## TO BE DONE:
Reproduce the material below verbatim, from the line containing "Would you be able to indicate the outer" through the line containing "Would you be able to indicate the water", with both of those lines included.

-- START OF DATA FOR PROCESSING --

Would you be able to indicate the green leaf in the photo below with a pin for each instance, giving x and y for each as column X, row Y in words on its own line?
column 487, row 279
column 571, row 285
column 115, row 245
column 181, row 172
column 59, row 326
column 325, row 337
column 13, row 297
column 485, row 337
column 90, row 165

-- END OF DATA FOR PROCESSING --
-- START OF DATA FOR PROCESSING --

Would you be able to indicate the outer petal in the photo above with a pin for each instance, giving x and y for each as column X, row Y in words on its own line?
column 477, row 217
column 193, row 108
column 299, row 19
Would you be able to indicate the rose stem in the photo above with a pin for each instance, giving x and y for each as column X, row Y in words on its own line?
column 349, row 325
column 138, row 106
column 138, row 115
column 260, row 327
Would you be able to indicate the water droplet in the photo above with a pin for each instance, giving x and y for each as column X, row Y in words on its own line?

-- END OF DATA FOR PROCESSING --

## COMPLETE RESPONSE:
Would you be able to indicate the outer petal in the photo above with a pin for each instance, giving x and y for each as column X, row Y in words on its own line?
column 477, row 217
column 193, row 108
column 299, row 19
Would you be able to indicate the rose stem in the photo above with a pin for each instance, giving x and y for each as column X, row Y in words on its own line?
column 349, row 325
column 138, row 106
column 138, row 115
column 260, row 327
Would you be able to indicate the water droplet in the photo above with a pin for each instance, giving x and y for each as column X, row Y in words on its own line?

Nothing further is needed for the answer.